Content starts

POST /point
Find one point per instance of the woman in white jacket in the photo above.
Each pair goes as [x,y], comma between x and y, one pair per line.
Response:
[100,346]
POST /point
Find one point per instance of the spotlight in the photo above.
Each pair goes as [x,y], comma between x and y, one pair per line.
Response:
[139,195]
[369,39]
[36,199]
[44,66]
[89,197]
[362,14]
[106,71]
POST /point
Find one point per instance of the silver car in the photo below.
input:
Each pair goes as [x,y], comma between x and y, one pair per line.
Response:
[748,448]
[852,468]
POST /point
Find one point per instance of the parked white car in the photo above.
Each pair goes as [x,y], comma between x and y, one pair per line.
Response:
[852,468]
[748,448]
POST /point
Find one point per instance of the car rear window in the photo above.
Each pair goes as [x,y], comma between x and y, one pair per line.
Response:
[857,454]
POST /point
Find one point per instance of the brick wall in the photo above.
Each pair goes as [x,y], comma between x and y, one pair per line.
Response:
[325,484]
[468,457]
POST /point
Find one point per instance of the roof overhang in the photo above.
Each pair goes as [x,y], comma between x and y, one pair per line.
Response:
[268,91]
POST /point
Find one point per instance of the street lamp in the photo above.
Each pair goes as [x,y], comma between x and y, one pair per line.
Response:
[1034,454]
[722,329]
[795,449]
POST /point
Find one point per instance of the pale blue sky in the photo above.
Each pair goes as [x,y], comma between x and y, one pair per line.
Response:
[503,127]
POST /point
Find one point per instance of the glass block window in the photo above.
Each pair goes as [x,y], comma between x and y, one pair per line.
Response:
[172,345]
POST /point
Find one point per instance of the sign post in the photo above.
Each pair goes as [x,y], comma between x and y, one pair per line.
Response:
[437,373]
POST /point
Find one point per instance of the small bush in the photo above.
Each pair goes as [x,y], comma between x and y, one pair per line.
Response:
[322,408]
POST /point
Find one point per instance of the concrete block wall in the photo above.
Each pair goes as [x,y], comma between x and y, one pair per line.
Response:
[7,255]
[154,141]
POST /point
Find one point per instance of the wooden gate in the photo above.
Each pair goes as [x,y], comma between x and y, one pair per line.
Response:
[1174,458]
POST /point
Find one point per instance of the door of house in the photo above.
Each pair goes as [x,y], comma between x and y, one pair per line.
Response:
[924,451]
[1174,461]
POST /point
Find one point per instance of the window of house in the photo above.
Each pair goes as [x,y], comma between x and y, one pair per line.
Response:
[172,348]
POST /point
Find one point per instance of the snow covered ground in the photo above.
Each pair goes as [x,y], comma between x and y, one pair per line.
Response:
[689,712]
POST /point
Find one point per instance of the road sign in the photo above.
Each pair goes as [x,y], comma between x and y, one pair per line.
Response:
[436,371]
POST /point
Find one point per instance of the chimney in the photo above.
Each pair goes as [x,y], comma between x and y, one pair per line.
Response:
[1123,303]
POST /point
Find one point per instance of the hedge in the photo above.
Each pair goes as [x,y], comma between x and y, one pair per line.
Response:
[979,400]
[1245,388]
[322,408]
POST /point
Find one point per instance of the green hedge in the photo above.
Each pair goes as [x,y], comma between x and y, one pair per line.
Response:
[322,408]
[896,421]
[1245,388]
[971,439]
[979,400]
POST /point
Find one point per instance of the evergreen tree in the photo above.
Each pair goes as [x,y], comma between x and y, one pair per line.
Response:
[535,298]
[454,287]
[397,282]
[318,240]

Content ends

◆ TASK REQUIREMENTS
Without omitting anything, output the entries exactly.

◆ SOLUTION FOR THIS TASK
POST /point
Find one point per instance of the woman in white jacket in the photo above.
Each pair goes as [x,y], comma between x and y, one pair per line.
Response:
[100,346]
POST /point
Find one point per instance of the spotlight in the photo above.
Each pair goes as [x,y], comma between x and y, one pair per line.
Response:
[139,195]
[369,39]
[36,199]
[44,66]
[89,197]
[362,14]
[106,71]
POST /point
Find one point per instance of the silver car in the photo below.
input:
Each pair goes as [x,y], comma between x and y, one pair per line.
Response:
[748,448]
[852,468]
POST /point
Find one point per instance of the parked white car in the photo above.
Each pair goes as [x,y], comma between x and y, one pair per line.
Response:
[852,468]
[748,448]
POST /point
Find one point per instance of the car rear window in the photo above.
Each pair goes as [x,y], comma between x and y, one pair per line.
Response:
[857,454]
POST /point
Find one point per instance of the brick wall in the photo above.
Each pair goes as [x,y], comma between x and y, one pair per line.
Response:
[325,484]
[468,457]
POST /point
Find one point per instance of the roof overhang in the photo above.
Each pair goes as [x,y], comma between x and y, one pair per line.
Response:
[268,91]
POST /point
Find one point per instance of the street lamp in the photo above.
Each pair goes as [x,y], comma between x and y, one pair per line.
Response:
[1034,454]
[722,329]
[795,449]
POST /point
Find one point per instance of the pale blue sky in the photo above.
Each pair goes as [x,y], comma between x and y, one pair per line.
Response:
[503,127]
POST /point
Find one point per instance of the glass block window in the photo above.
Each pair goes as [x,y], comma between x and y, one pair per line.
Response:
[172,345]
POST /point
Find one point per instance of the sign post in the photo above.
Each pair goes as [x,y], comma between x and y, one pair per line.
Response:
[437,373]
POST /point
Find one point per instance of the small bush in the photo above.
Each pair goes as [x,y], comma between x and y, one pair per line.
Response:
[322,408]
POST /point
Find one point per instance of the concrete block wall in the photo above.
Each pair goes as [x,y], comma between x and y, one pair per line.
Response:
[7,255]
[154,141]
POST /point
Find one point per instance of the wooden gate in the photo above.
Each pair goes as [x,y], comma between x and y, one pair per line.
Response:
[1174,458]
POST /point
Find one point per instance of the door of house in the photo above.
Each pair goes as [x,y], comma between x and y, one pair per line.
Response:
[924,451]
[1174,461]
POST /point
Find one point per instance of the window of house in the photo above.
Each pair goes as [x,y], comma between x and y, one pair per line.
Response:
[172,348]
POST /point
Find one point per instance of the snow covered ground in the photo above.
Each pair goes as [x,y], comma between x and y, one pair per line.
Response:
[689,712]
POST /point
Find one point per instance of the road sign in the photo above.
Each pair goes as [x,y], comma between x and y, one pair per line.
Response:
[436,371]
POST /point
Find one point per instance of the chimney in the photo above.
Each pair goes as [x,y], comma between x and y, one pair per line.
Response:
[1123,303]
POST /point
Find one point per instance of the hedge in the photo above.
Each pair goes as [x,y], comma between x and y, one pair per line.
Response:
[979,400]
[1245,388]
[322,408]
POST /point
Find one point per instance of the green hedge in the photo above.
Each pair goes as [x,y], comma between x and y, one pair per line.
Response:
[322,408]
[896,421]
[1245,388]
[971,439]
[979,400]
POST /point
Find one point per instance of the evergreen tree in the photo above.
Each pair goes as [x,y], comma between x and y, one pair per line.
Response:
[535,298]
[454,287]
[397,282]
[318,240]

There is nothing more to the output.